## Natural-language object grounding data
----

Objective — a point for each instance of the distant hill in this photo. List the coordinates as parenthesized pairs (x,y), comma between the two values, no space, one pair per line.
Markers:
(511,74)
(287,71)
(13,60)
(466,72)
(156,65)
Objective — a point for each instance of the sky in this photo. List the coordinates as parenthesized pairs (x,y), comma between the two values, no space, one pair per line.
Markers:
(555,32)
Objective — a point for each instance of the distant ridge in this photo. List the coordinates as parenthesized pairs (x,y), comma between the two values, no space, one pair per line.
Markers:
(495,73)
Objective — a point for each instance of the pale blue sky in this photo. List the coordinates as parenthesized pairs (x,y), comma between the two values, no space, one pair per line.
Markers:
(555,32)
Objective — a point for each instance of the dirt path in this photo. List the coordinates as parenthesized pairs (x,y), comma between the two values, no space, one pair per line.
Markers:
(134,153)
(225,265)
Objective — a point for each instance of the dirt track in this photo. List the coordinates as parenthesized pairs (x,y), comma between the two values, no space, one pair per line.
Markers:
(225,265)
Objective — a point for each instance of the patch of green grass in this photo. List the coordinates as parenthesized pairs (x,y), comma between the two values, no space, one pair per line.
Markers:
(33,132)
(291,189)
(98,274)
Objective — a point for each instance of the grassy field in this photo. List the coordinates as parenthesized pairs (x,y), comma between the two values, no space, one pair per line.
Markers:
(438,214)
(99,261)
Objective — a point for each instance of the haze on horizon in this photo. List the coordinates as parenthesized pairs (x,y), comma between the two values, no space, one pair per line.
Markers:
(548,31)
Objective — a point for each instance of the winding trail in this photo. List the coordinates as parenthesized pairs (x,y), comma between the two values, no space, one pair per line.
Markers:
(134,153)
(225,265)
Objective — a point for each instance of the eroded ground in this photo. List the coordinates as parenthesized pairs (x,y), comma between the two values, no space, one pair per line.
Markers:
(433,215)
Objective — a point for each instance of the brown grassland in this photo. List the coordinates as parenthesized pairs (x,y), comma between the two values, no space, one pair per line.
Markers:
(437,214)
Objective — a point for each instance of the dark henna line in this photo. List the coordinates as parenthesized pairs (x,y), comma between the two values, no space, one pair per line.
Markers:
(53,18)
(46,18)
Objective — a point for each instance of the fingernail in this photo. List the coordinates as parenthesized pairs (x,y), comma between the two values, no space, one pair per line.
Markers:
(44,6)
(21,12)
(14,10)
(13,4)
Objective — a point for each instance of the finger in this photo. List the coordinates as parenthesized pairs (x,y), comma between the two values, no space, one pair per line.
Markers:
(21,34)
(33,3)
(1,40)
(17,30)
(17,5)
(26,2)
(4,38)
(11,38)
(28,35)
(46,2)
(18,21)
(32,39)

----

## Activity
Your output should match the records above word for word.

## Reply to the exercise
Objective — a point for each instance of the distant hill in this photo. List the coordinates as parenthesized pairs (x,y), comma between the two values, no space, one pair per line.
Markers:
(511,74)
(287,71)
(13,60)
(466,72)
(156,65)
Objective — a point for each instance of the sky in this photo. List the coordinates as parenthesized pairs (x,y), comma between the two values, no space, one pair per line.
Markers:
(555,32)
Objective — a point for each instance of the distant ridge in this photo. List the coordinates as parenthesized pairs (x,y), comma between the two values, no space, one pair per line.
Markers:
(495,73)
Objective — a point for each instance of the pale blue sky in this photo. List the coordinates as parenthesized pairs (x,y), comma between the two values, no space, one pair per line.
Markers:
(555,32)
Objective — a point for each instance of the dirt path in this photo. List the coordinates as parenthesized pairs (x,y), comma between the two values, no space, one pair per line.
Markers:
(134,153)
(225,265)
Objective — a point for each instance of the dirt track in this photo. List the coordinates as parenthesized pairs (x,y), comma between the two values, no space, one pair per line.
Markers:
(225,265)
Objective — a point for each instance of the patch of green grass in this photo. List the coordinates as parenthesized pairs (x,y), comma between the two values, no space, one pair per line.
Markers:
(33,132)
(291,189)
(98,274)
Objective — a point for each instance of the grassy field in this photo. List the coordinates as parenthesized pairs (x,y), comma between the two values, no space, one pair per line.
Markers:
(438,214)
(99,261)
Objective — a point for each instance of the haze on horizon in this photo. List the coordinates as parenthesized pairs (x,y), comma between the two values, no space, one pair per line.
Markers:
(548,31)
Objective — a point for each instance of the winding trail in this photo. List the coordinates as parenthesized pairs (x,y), comma between the two values, no space, one pair per line.
Markers:
(134,153)
(225,265)
Objective — a point for each instance of the eroded ground in this photo. List the coordinates as parenthesized pairs (x,y), comma between the two values, no space, one pair per line.
Markers:
(433,215)
Objective — a point for each instance of the brown grassland in this photo. List the coordinates as parenthesized pairs (x,y), comma between the two values, no space, one pair per line.
Markers:
(437,214)
Objective — a point for each instance of the dark henna line in this photo. List the coordinates as parenthesized pairs (x,y), comma between the two values, no space, one pair per line.
Markers:
(53,18)
(46,18)
Objective — a point for each instance of the fingernail in this photo. List the coordinates as parenthesized pairs (x,y), comma between the two values, no space, one pair per line.
Markers:
(44,6)
(21,12)
(14,10)
(13,4)
Objective — a point for each instance of the finger in this photo. List the coordinates as parenthesized pairs (x,y), comma between the two values, no space, one pair per line.
Markers:
(21,34)
(33,3)
(1,40)
(17,30)
(17,5)
(26,2)
(4,38)
(11,38)
(28,35)
(46,2)
(18,21)
(32,39)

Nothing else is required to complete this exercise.